> [Source excerpt]:
_____
Showing posts with label india. Show all posts
Showing posts with label india. Show all posts

Tuesday, January 15, 2008

The Tata Nano


A new "people's car," for a new era. India's Tata Motors unveiled the world's "cheapest car." From the NYT's automotive blog:

Over the past year, Tata has been building hype for a car that would cost a mere 100,000 rupees (roughly $2,500) and bring automotive transportation to the mainstream Indian population. It has been nicknamed the “People’s Car.” Over the course of the New Delhi Auto Expo, which began this week, anticipation had grown to fever pitch.

With the theme from “2001: A Space Odyssey” playing, Ratan Tata, chairman of Tata Motors drove the small white bubble car onto Tata’s show stage, where it joined two others.

“They are not concept cars, they are not prototypes,” Mr. Tata announced when he got out of the car. “They are the production cars that will roll out of the Singur plant later this year.”

The four-door Nano is a little over 10 feet long and nearly 5 feet wide. It is powered by a 623cc two-cylinder engine at the back of the car. With 33 horsepower, the Nano is capable of 65 miles an hour. Its four small wheels are at the absolute corners of the car to improve handling. There is a small trunk, big enough for a duffel bag.

“Today, we indeed have a People’s Car, which is affordable and yet built to meet safety requirements and emission norms, to be fuel efficient and low on emissions,” Mr. Tata added. “We are happy to present the People’s Car to India and we hope it brings the joy, pride and utility of owning a car to many families who need personal mobility.
What is exciting about this? First, that an Indian company (albeit a massive conglomerate) has developed a solution for the needs of the Indian market, in terms of cost, features, and fit to the physically crowded Indian urban landscape. Second, the opportunity for increased mobility that this provides the expanding middle class in India. The introduction of the automobile to the middle class fundamentally changed American culture. What will be the impact in India? Third, the commitment (if Tata's claims are true) to building a vehicle which takes environmental and basic safety concerns into consideration, not just cost:
"the 33hp engine meets current Euro 4 emissions standards and is cleaner than most of the scooters running around on Indian streets right now.” They also claim that the Nano can achieve 54 mpg (U.S.) and has passed frontal and side impact tests"
What is worrying about this? I make the assumption that, with or without this vehicle, there would be an explosion of personal-use vehicles by the rapidly expanding (in number and wealth) middle class in India. Still, the prospect of another million vehicles on the Indian roadways is deeply concerning -- for the local environment, in terms of smog and congestion, for the global environment, in terms of climate change and other atmospheric emissions, for public safety, of both the drivers of these tiny little death traps, and the massive number of Indian urbanites who use other means of transportation (pedestrians, bicyclists, rickshaws, auto-rickshaws, scooters, motorcycles) on Indian city streets, and to the political will that Indian governments will have to building public transportation infrastructure at the expense of more roads, widened roads, and highways. Perhaps not quite the head-on collision of anti-poverty versus environment that Slate suggests, but some interesting dilemmas will arrive if the Tata Nano takes off. And I bet it will.
_____
> [Entries supplied]:
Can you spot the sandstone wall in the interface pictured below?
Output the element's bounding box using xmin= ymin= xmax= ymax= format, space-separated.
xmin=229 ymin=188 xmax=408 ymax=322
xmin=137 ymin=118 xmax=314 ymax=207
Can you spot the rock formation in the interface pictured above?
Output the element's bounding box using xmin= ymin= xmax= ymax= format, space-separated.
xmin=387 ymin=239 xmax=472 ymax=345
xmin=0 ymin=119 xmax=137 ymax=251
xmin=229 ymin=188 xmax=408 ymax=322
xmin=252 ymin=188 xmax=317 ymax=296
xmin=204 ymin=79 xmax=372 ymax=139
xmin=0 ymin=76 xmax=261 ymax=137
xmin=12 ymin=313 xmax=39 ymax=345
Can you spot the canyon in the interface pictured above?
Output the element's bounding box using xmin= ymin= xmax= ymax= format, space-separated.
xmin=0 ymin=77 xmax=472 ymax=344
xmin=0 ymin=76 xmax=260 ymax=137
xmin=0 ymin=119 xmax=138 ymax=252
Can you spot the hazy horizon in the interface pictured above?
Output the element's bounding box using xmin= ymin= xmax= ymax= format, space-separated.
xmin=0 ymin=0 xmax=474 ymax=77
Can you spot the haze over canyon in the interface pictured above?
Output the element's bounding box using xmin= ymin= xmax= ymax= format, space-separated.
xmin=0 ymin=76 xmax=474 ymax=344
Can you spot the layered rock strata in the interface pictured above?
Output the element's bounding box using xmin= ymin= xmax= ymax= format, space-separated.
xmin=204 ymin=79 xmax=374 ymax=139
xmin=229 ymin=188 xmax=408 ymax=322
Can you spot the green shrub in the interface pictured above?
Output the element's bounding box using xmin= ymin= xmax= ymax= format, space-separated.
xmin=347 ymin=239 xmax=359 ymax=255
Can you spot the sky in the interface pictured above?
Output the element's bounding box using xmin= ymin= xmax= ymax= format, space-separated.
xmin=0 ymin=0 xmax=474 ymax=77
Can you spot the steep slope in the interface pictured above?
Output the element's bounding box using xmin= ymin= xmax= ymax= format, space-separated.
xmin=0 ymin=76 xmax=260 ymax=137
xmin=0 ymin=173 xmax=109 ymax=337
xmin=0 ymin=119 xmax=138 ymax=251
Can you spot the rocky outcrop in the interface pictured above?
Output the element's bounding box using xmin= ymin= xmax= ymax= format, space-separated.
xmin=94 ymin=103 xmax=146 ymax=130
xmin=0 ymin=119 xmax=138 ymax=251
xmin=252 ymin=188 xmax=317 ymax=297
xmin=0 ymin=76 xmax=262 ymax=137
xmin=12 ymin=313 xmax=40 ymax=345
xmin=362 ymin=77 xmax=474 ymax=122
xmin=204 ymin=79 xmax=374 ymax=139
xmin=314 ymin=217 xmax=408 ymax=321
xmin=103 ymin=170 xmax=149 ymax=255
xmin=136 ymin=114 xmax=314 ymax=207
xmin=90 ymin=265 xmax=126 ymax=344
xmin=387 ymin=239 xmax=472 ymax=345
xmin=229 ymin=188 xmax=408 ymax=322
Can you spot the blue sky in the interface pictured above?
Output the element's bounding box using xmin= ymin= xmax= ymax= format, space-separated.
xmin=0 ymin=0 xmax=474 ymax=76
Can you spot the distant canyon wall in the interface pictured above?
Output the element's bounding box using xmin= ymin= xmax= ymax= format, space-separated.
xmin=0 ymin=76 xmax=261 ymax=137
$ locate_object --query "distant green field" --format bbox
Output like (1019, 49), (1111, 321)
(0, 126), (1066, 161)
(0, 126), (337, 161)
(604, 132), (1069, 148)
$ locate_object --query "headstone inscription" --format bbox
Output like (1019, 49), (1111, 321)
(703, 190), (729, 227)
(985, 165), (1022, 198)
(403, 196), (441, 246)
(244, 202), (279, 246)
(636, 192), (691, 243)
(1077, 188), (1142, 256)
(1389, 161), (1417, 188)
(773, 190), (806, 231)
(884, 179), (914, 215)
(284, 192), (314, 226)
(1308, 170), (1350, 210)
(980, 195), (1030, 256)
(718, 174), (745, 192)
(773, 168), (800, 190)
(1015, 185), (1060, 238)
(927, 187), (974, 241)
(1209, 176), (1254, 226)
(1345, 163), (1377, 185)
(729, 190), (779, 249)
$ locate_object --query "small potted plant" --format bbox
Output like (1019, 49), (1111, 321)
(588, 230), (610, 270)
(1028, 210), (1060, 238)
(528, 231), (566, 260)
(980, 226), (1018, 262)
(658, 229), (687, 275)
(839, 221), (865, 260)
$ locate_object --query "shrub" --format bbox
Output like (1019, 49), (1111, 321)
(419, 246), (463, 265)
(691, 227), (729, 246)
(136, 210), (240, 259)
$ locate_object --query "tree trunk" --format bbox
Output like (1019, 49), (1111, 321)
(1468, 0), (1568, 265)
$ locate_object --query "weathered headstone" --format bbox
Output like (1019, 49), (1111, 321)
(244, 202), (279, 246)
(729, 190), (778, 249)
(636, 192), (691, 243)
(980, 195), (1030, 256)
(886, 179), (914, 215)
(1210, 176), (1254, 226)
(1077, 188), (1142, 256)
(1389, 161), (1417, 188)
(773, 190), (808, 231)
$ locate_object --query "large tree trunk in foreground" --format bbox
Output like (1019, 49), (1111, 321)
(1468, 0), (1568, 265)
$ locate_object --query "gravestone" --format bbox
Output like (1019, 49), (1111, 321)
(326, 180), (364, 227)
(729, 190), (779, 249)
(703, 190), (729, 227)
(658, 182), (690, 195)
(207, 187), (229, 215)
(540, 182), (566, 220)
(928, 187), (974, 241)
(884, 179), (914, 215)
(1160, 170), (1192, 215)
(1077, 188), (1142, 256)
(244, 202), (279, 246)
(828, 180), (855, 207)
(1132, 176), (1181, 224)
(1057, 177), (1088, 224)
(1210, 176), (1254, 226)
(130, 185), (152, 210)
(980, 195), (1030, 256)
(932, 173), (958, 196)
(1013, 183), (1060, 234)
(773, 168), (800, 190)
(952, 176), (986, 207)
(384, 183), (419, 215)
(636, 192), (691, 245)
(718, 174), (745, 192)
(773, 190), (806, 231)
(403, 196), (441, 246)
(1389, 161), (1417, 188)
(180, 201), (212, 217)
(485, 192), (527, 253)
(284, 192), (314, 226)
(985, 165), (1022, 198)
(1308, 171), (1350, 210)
_____
> [Tasks]:
[a] Answer these questions using the Tata Nano post, one per line:
(i) How many rupees was the car to cost?
(ii) What is the Nano's horsepower?
(iii) What fuel economy does Tata claim for the Nano?
[b] Select every line of the rows that contains the word "headstone".

> [Responses in order]:
[a]
(i) 100,000 rupees (roughly $2,500)
(ii) 33 horsepower
(iii) 54 mpg (U.S.)

[b]
$ locate_object --query "headstone inscription" --format bbox
$ locate_object --query "weathered headstone" --format bbox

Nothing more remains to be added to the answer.